The Pap Corps’ Impact
The Pap Corps continues to have a significant impact on South Florida and the cancer research community. Over the years, The Pap Corps has donated over $110 million, including a historic 10-year, $50 million pledge to cancer research. Annually, The Pap Corps donates over $3.6 million to Sylvester Comprehensive Cancer Center at the University of Miami Miller School of Medicine. All funds are used for groundbreaking cancer research and to bring in world-renown cancer researchers to work on eradicating all forms of cancer. All of the funds raised stay here locally and impact cancer patients in our own backyard. Over 83 cents of every dollar raised funds cancer research.
2018 Impact on Cancer Research
Fiscal Year 2018 (June 1, 2017 – May 31, 2018) was another busy and productive year for The Pap Corps. Our members raised an impressive $3.6 million for Sylvester Comprehensive Cancer Center. Support from The Pap Corps has helped facilitate the recruitment of top-notch physicians and scientists, support several research initiatives and advance research within several programs. These programs include:
The goal of the TB Program is to advance the understanding of cancer biology in ways that can support translational research in line with Sylvester’s strategic plan while striving to catalyze high-impact discoveries that will specifically address the diverse needs of Sylvester’s catchment area and beyond.

ACTION ITEM
List each distinct dollar figure stated in millions in the text about The Pap Corps' impact. The rows that follow have nothing to do with the text about The Pap Corps.

EXTRACTED RECORDS
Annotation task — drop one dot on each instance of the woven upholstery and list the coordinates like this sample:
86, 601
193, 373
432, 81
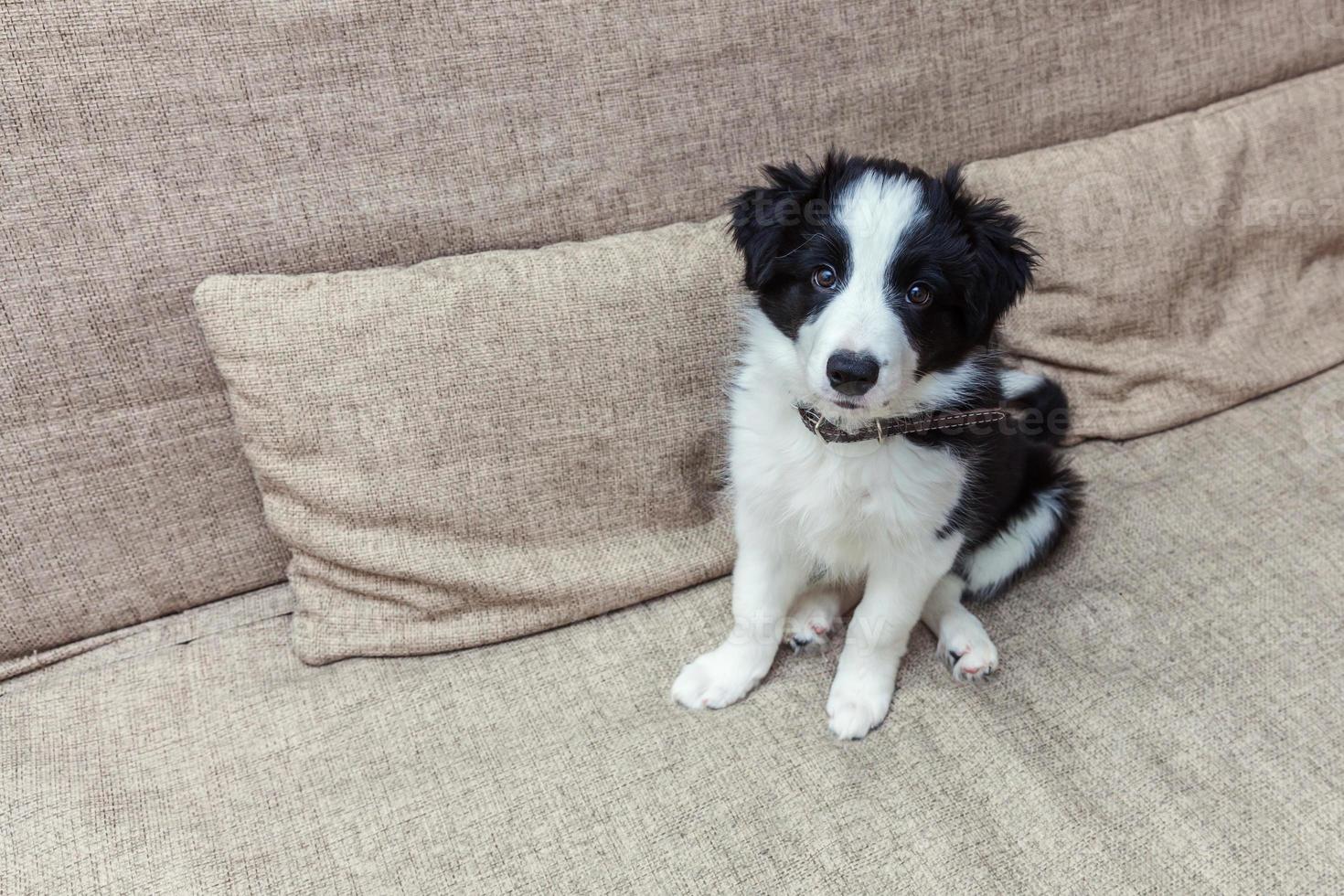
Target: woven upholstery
151, 145
488, 445
1167, 719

TASK ANSWER
$110 million
$50 million
$3.6 million